Exercise data:
^^^^^^^^^^^^^^^^
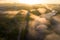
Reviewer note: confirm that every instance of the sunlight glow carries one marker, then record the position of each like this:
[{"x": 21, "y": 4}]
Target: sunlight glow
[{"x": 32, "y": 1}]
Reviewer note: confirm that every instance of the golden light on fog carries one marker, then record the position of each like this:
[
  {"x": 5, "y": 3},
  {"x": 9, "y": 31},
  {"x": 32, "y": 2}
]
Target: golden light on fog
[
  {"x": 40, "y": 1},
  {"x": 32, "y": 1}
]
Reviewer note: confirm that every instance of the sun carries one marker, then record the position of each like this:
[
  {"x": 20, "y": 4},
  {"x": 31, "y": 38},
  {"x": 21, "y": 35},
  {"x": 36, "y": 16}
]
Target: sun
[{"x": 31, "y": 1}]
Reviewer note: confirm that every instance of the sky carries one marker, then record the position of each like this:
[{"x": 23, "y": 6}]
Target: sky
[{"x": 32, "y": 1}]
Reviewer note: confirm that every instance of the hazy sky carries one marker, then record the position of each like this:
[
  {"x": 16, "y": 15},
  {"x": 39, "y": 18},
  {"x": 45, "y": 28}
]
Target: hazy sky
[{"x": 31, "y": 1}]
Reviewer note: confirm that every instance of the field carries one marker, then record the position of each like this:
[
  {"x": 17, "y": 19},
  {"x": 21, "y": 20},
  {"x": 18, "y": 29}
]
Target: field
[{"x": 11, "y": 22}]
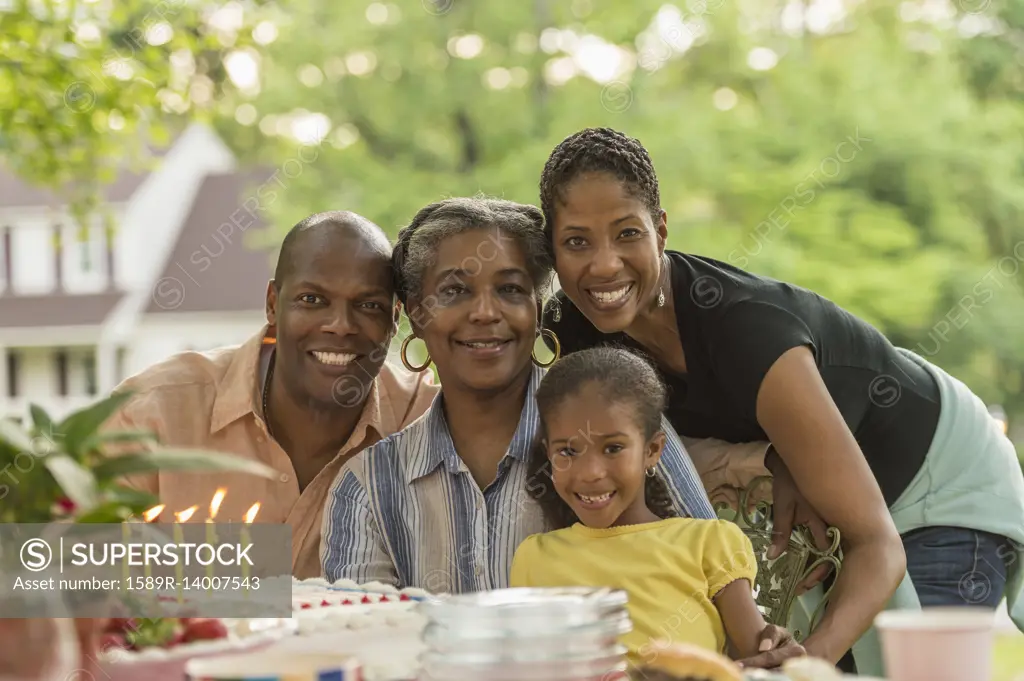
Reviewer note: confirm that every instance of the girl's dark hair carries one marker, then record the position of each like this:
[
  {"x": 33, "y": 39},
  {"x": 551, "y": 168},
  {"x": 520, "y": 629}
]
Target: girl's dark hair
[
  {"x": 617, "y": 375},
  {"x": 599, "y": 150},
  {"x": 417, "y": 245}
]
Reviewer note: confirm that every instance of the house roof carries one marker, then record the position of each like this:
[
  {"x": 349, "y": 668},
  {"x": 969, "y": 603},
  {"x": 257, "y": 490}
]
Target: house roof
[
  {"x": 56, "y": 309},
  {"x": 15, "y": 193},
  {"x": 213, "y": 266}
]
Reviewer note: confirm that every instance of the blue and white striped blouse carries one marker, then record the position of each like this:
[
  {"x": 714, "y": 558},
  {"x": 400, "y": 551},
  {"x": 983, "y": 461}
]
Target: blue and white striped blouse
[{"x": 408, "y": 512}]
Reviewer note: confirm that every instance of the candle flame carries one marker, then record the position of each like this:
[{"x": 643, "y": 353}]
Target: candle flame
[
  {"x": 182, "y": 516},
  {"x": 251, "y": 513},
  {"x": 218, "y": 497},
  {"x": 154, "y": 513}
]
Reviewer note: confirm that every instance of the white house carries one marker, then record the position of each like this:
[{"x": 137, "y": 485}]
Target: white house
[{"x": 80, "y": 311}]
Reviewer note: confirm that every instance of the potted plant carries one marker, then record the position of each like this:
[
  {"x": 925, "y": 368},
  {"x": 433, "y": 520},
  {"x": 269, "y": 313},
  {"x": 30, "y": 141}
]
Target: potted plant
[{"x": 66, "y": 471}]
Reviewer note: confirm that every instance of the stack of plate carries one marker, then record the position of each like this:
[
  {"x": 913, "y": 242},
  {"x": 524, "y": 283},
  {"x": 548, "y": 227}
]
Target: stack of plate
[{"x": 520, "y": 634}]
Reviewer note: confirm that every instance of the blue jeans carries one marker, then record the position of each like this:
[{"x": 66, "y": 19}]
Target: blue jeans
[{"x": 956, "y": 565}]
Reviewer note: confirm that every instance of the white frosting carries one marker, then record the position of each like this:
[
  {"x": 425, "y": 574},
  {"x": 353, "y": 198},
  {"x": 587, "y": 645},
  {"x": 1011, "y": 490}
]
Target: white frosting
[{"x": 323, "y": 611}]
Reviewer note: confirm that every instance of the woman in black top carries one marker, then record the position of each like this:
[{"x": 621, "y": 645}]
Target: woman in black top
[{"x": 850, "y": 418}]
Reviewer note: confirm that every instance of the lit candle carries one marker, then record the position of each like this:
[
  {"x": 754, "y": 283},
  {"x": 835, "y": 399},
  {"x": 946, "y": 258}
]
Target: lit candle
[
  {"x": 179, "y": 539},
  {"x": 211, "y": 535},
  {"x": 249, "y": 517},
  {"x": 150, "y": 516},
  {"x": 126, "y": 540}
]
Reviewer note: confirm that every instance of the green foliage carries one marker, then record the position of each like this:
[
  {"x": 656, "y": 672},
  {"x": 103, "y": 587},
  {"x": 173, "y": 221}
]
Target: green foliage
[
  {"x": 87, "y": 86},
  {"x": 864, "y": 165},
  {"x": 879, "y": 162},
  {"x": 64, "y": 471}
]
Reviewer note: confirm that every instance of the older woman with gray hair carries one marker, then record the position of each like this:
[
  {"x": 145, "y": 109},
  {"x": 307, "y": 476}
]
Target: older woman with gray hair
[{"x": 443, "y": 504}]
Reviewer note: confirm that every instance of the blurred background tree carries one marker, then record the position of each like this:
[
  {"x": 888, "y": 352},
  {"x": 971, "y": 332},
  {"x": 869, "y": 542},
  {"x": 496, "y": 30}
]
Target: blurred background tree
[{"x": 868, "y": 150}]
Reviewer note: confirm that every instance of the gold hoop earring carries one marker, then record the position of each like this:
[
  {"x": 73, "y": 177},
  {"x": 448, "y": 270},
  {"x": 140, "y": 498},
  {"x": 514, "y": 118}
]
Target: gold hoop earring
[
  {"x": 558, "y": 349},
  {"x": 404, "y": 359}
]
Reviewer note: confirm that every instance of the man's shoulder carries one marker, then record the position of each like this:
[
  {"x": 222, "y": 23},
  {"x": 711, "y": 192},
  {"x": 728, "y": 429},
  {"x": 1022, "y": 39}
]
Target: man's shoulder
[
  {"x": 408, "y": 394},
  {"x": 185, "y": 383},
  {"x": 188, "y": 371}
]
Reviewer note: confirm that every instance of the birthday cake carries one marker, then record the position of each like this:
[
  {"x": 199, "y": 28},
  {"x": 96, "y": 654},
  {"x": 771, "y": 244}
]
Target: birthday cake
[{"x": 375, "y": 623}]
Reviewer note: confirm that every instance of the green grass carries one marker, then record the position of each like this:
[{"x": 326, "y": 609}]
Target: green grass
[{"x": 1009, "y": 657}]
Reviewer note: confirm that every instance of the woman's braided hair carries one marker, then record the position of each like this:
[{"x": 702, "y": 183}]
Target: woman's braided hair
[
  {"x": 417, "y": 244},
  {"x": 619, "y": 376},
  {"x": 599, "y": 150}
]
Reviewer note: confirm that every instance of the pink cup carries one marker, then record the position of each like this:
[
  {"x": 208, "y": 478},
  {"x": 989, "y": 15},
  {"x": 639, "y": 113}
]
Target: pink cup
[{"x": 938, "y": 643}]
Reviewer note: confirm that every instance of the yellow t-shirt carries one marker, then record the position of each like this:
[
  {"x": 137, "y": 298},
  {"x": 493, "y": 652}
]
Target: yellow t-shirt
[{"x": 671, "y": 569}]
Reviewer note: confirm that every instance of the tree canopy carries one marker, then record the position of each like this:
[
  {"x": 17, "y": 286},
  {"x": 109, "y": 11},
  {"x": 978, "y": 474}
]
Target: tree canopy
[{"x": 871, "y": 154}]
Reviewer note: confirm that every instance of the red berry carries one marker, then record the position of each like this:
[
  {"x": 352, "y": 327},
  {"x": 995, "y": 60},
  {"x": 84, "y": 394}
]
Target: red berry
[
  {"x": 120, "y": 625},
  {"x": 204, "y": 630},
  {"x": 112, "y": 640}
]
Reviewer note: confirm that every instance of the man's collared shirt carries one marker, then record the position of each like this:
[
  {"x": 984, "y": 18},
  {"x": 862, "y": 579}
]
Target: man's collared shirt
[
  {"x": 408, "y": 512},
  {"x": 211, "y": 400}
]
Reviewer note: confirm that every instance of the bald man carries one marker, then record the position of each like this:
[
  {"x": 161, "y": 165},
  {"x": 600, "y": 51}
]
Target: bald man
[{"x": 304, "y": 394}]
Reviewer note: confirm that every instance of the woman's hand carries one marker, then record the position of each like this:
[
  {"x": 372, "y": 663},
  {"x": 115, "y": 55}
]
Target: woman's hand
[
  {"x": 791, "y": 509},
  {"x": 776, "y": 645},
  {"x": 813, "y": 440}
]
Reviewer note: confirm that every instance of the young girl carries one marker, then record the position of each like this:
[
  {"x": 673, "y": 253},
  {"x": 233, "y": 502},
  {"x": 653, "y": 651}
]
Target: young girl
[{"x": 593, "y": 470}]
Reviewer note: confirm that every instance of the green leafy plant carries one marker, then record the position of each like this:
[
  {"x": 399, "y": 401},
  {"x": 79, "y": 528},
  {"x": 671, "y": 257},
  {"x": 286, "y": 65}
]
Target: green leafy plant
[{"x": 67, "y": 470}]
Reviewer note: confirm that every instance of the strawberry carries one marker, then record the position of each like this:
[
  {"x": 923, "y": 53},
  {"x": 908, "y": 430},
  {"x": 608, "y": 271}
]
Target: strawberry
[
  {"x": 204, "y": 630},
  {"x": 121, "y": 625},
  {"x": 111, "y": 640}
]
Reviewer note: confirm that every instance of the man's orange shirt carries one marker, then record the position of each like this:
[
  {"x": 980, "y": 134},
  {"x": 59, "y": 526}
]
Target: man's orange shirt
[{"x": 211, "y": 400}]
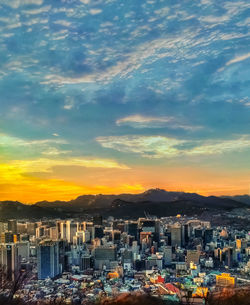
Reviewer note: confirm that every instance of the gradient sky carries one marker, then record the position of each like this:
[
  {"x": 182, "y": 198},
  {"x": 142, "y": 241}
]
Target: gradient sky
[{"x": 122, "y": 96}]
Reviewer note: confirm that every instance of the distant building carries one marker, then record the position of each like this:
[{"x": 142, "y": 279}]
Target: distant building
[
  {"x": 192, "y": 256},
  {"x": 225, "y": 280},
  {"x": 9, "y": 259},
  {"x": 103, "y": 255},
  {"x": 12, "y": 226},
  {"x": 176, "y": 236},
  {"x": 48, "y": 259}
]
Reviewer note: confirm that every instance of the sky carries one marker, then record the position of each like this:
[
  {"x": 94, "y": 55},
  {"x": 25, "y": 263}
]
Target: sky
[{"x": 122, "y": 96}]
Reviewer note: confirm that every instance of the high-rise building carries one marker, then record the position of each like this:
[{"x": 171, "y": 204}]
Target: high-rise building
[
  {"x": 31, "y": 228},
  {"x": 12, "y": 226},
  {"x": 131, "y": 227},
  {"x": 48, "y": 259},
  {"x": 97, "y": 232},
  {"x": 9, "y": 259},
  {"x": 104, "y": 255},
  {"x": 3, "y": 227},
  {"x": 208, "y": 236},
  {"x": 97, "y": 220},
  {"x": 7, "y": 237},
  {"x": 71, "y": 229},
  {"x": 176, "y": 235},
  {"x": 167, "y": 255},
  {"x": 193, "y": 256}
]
^^^^^^^^^^^^^^^^
What needs to be done: Beginning at the line containing "Reviewer note: confirm that every instance of the gradient", repeat each line exactly through the last line of the entries, and include no other lines.

In response:
Reviewer note: confirm that every instance of the gradient sky carries one marker, then record the position of each like this:
[
  {"x": 182, "y": 198},
  {"x": 142, "y": 241}
]
Target: gradient sky
[{"x": 122, "y": 96}]
Reviewer note: confirm that every instance of the distant building carries one marker, then record the position of each like this:
[{"x": 142, "y": 279}]
Target: distant building
[
  {"x": 192, "y": 256},
  {"x": 225, "y": 280},
  {"x": 9, "y": 259},
  {"x": 103, "y": 255},
  {"x": 12, "y": 226},
  {"x": 176, "y": 236},
  {"x": 48, "y": 259}
]
Reviewer note: confirm that every instance of the sky carries one marker, then record the position of each like this:
[
  {"x": 94, "y": 55},
  {"x": 25, "y": 263}
]
Target: sky
[{"x": 122, "y": 96}]
Reviewer note: confirm that every instance of the high-rise building carries one marker, then record the position of each like this:
[{"x": 171, "y": 204}]
Target: high-rise building
[
  {"x": 31, "y": 228},
  {"x": 12, "y": 226},
  {"x": 131, "y": 227},
  {"x": 48, "y": 259},
  {"x": 97, "y": 232},
  {"x": 9, "y": 259},
  {"x": 104, "y": 255},
  {"x": 3, "y": 227},
  {"x": 208, "y": 236},
  {"x": 97, "y": 220},
  {"x": 7, "y": 237},
  {"x": 71, "y": 229},
  {"x": 176, "y": 235},
  {"x": 167, "y": 255},
  {"x": 193, "y": 256}
]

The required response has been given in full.